Give the entries again from the line containing "Each instance receives one keypoint. Mark the encrusting" through the end of the entries, swapping "keypoint" for "marker point" and leaving everything else unchanged. Leave the pictures out of your answer.
— begin Exercise data —
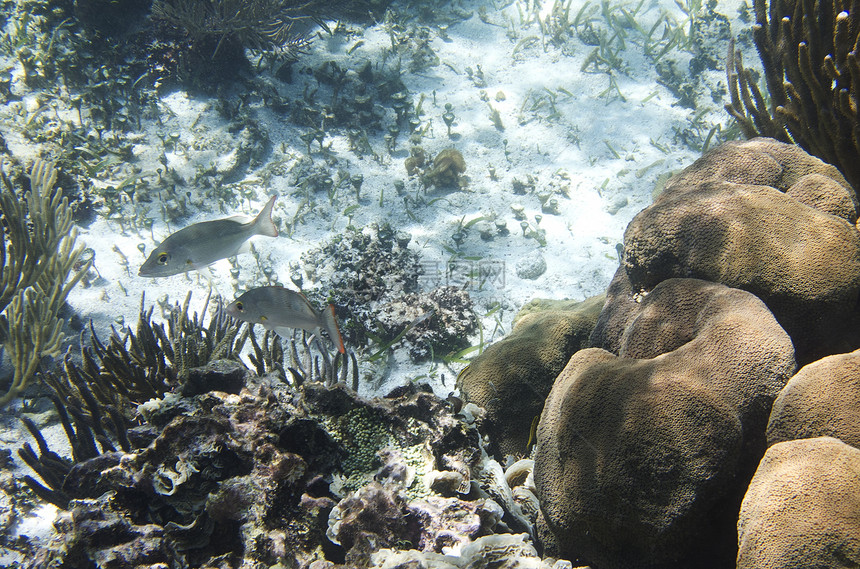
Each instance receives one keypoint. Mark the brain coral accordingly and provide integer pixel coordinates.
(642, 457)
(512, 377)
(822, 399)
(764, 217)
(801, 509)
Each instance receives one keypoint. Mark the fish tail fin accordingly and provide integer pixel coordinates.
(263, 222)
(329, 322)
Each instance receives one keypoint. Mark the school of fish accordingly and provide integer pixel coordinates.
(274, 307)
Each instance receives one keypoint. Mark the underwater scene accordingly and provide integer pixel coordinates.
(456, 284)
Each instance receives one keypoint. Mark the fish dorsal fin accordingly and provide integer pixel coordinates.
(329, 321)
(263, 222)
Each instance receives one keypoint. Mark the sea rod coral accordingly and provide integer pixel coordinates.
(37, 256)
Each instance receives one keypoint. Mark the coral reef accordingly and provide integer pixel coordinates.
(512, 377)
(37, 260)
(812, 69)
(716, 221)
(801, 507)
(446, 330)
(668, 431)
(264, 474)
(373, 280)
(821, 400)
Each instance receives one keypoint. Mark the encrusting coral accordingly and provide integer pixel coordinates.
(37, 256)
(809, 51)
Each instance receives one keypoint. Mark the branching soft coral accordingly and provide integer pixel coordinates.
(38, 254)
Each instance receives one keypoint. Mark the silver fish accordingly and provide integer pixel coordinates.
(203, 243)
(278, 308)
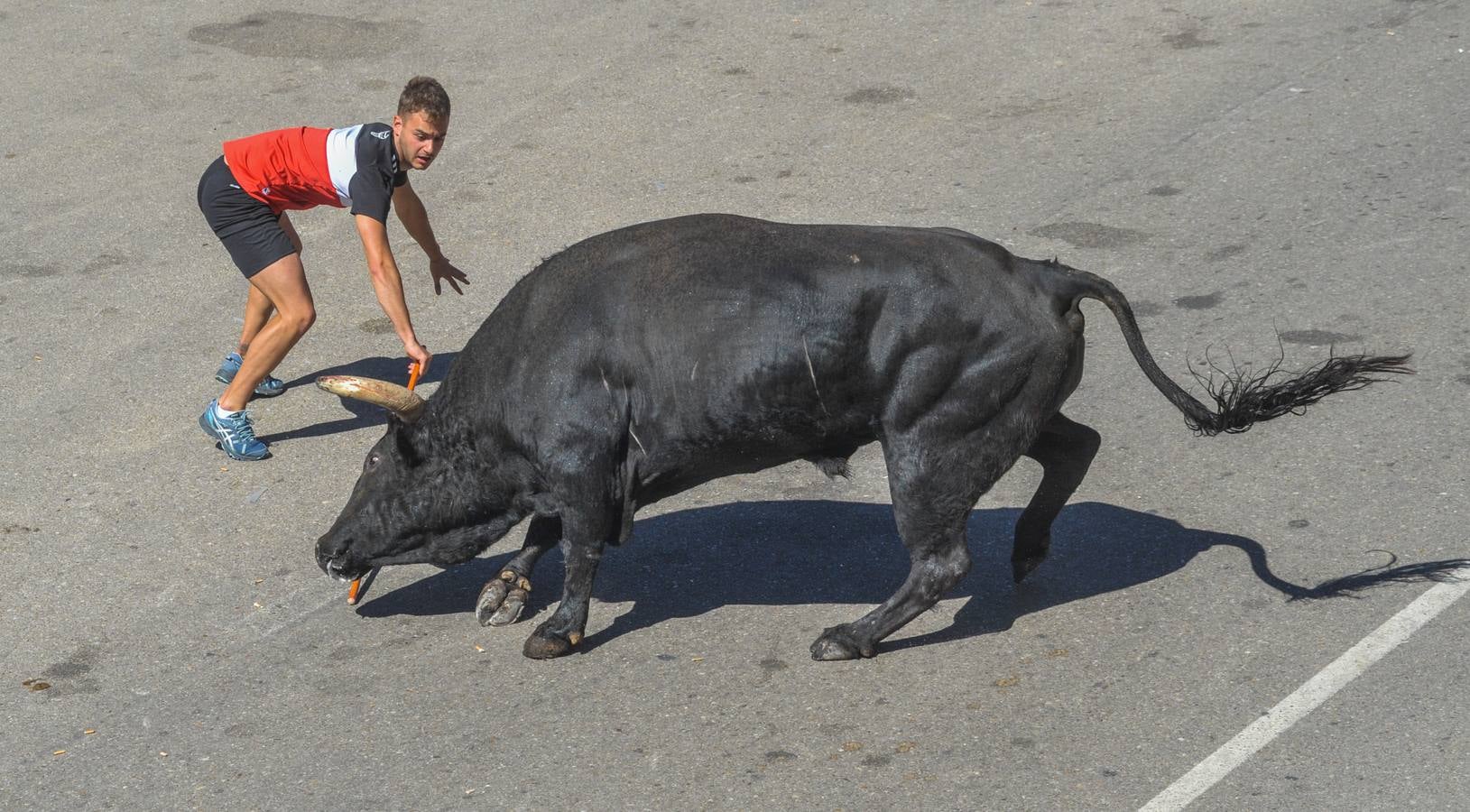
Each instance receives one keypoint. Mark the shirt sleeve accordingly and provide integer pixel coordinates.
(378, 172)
— end Exercise data —
Written reply:
Each instance receives one marker point. Mark the encrusting coral accordingly and provide integer pixel coordinates.
(37, 256)
(809, 51)
Each instance receives one marker point. Mark the branching soft coral accordingly and provide integer pixel coordinates.
(38, 254)
Each instance receives one marker point. Mark the silver fish accordingly and provide integer pixel coordinates.
(203, 243)
(278, 308)
Each instance receives one marker point. Mark the shirt sleeve accordingly and provide integer pixel coordinates.
(378, 172)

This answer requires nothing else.